The task - Reproduce the lines below, substituting "contour" for every occurrence of "outline" and keeping everything else unchanged. Omit the pictures from your output.

Data provided -

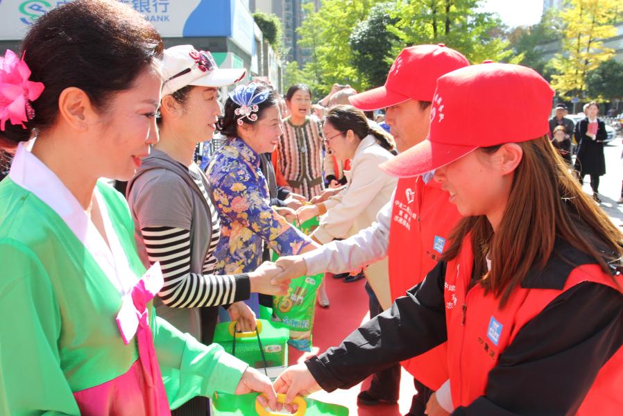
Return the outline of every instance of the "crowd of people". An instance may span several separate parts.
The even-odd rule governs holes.
[[[203,415],[217,390],[293,412],[370,375],[373,406],[397,401],[401,366],[411,416],[623,408],[623,234],[595,203],[596,103],[550,119],[535,71],[438,44],[312,105],[305,85],[282,97],[164,49],[113,0],[53,9],[0,59],[3,413]],[[492,128],[509,113],[521,123]],[[339,345],[271,383],[212,343],[219,307],[252,331],[325,272],[366,279],[370,320]]]

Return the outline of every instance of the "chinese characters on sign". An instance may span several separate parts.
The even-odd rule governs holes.
[[[407,204],[403,204],[400,201],[395,201],[394,205],[398,207],[398,214],[393,216],[394,222],[402,225],[410,231],[411,220],[416,219],[417,216],[416,213],[413,211],[411,207]]]
[[[19,19],[24,24],[32,24],[37,19],[51,9],[58,7],[71,0],[46,1],[45,0],[28,0],[19,5]],[[151,22],[171,21],[169,6],[171,0],[119,0],[130,6]]]

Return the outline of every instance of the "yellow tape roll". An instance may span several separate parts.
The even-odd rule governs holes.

Exercise output -
Return the contour of every instance of the "crowd of people". An instance may span several separate parts.
The even-odd rule governs holes.
[[[203,415],[217,390],[293,412],[370,375],[373,406],[397,401],[401,366],[411,416],[623,408],[623,234],[595,203],[596,103],[550,119],[535,71],[438,44],[312,105],[305,85],[282,97],[164,49],[113,0],[53,9],[0,59],[3,413]],[[492,128],[509,113],[521,123]],[[339,345],[271,383],[212,343],[219,307],[252,331],[325,272],[366,279],[370,320]]]

Return the contour of every instance of the "chinese characters on sign". An instance may span several separate parts.
The even-odd rule governs holes.
[[[407,204],[403,204],[400,201],[395,201],[394,205],[398,207],[398,214],[393,216],[394,222],[402,225],[410,231],[411,220],[416,219],[417,216],[416,213],[413,211],[411,207]]]
[[[19,19],[24,24],[32,24],[37,19],[51,9],[58,7],[71,0],[46,1],[45,0],[28,0],[19,5]],[[151,22],[171,21],[169,6],[171,0],[119,0],[130,6]]]

Return the contour of every instance of the "yellow tape roll". An instance may span several separate parts.
The even-odd rule governs holes.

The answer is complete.